Sağlanan metin:
►
Ahmet Özsoy’un sorularını yanıtlayan emekli başhekim Dizdarlı, emeklilikten sonra daha fazla sosyal etkinliklere katılıp yürüyüşler yaptığını ve fantastik roman kitabı yazdığını belirtti. Dizdarlı evde bazen yemek de yaptığını ancak mutfağı dağıttığı için eşini kızdırdığını da kahkahalarla anlattı. Dizdarlı o anı, “Yemek yapıyorum iyi diyorsunuz ama mutfağı çok dağıtıyorum ve hanım bana kızıyor” dedi.
İki toplumlu komiteden ayrıldı
Kıbrıs’taki İki Toplumlu Sağlık Komitesi’nin Türk ve Rum üyeleri arasındaki en eski üye olduğunu vurgulayan Dizdarlı, pandemide karşılıklı ihtiyaçların giderilmesi için talepler iletildiğini ancak seçime kurban edildiklerini belirtti.
Dizdarlı, “Bizim isteklerimiz oldu, Rumların istekleri oldu. Bizim isteklerimizin bir kısmını bize gönderirken çok saçma bir olay yaşadık. Komite üyelerini de çok rahatsız etti bu olay. Bir ilacın gönderilmesinde çok ilginç tartışma çıktı. Biraz da seçime kurban oldu. Siz halk için bişeyler yapmaya çalışıyorsunuz neredeyse sizi ihanetle suçluyorlar.
◄
Aşağıdakileri tamamlayın:
1. Dizdarlı hakkındaki metnin ilk cümlesine göre Dizdarlı'nın emeklilikten sonra yaptığını belirttiği şeylerin hepsini sıralayın.
2. Dizdarlı hakkındaki metinde "İki toplumlu komiteden" ile "kurban edildiklerini belirtti." arasındaki kısmı, bu ifadeler de dahil olmak üzere aynen yeniden yazın.

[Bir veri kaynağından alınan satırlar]
►
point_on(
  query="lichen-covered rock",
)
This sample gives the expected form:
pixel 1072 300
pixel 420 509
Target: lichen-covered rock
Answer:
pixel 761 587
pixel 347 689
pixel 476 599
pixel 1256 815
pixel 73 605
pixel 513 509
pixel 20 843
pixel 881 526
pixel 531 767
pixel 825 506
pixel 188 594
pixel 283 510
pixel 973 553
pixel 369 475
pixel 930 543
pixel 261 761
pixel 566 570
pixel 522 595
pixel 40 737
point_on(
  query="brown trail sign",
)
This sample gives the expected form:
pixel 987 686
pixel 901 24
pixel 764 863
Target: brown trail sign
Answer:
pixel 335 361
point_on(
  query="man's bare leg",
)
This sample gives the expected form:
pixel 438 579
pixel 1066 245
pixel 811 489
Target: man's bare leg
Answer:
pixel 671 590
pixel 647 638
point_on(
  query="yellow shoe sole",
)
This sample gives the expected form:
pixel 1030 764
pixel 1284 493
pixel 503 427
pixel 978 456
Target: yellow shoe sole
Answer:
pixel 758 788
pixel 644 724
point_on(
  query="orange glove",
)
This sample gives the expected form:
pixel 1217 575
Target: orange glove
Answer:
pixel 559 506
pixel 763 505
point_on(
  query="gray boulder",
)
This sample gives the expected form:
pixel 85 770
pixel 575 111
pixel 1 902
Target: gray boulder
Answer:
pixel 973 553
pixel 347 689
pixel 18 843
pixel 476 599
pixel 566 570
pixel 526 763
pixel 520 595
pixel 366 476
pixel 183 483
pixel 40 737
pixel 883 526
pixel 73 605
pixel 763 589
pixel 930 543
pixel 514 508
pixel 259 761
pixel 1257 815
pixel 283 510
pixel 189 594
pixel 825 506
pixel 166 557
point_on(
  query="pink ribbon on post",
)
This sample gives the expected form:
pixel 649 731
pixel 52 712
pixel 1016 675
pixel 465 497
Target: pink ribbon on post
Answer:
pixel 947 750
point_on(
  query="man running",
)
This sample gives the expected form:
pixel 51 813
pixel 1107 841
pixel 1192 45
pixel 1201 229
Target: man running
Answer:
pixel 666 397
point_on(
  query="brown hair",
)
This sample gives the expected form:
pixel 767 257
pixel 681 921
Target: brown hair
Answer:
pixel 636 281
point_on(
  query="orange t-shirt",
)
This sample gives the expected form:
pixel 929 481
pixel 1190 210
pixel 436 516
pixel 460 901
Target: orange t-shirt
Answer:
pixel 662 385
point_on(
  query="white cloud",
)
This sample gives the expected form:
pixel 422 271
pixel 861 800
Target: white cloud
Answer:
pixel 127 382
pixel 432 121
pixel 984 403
◄
Görevlerin çözümleri:
1. Daha fazla sosyal etkinliğe katıldığını, yürüyüşler yaptığını ve fantastik roman kitabı yazdığını belirtti.

2.
İki toplumlu komiteden ayrıldı
Kıbrıs’taki İki Toplumlu Sağlık Komitesi’nin Türk ve Rum üyeleri arasındaki en eski üye olduğunu vurgulayan Dizdarlı, pandemide karşılıklı ihtiyaçların giderilmesi için talepler iletildiğini ancak seçime kurban edildiklerini belirtti.